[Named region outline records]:
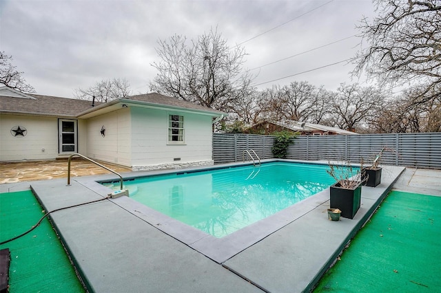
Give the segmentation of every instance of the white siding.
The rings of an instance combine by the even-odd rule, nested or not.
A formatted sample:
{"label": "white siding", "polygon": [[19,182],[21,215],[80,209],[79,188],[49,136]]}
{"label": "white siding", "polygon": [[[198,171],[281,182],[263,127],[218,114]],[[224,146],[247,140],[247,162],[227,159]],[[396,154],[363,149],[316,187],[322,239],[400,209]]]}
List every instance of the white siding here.
{"label": "white siding", "polygon": [[[185,144],[167,143],[170,114],[184,116]],[[212,160],[211,116],[132,107],[132,119],[133,166]]]}
{"label": "white siding", "polygon": [[[27,130],[25,136],[13,136],[15,126]],[[58,155],[56,118],[0,114],[0,161],[53,160]]]}
{"label": "white siding", "polygon": [[[105,128],[105,135],[101,133]],[[127,108],[88,120],[87,154],[105,162],[131,166],[131,121]]]}

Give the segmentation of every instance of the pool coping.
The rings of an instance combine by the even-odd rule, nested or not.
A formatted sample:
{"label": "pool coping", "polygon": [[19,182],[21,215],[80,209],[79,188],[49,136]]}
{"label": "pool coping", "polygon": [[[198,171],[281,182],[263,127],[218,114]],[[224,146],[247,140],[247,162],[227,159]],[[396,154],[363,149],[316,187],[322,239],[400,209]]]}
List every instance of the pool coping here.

[Directions]: Rewrite the entries from the line with "Give the segmentation of every instance of the pool" through the end of the entries, substituting "pool deck" for "pool coping" and leaving everything else unchanged.

[Exercise response]:
Give the segmentation of every instance of the pool deck.
The rings of an instance combine by the even-odd rule, nested or not.
A formatted sample:
{"label": "pool deck", "polygon": [[19,182],[21,215],[80,209],[79,188],[49,136]]}
{"label": "pool deck", "polygon": [[[198,171],[281,182],[263,127],[218,114]],[[224,146],[247,140],[247,162],[227,159]],[[396,154],[363,149],[316,187],[322,239],[400,209]]]}
List every instance of the pool deck here.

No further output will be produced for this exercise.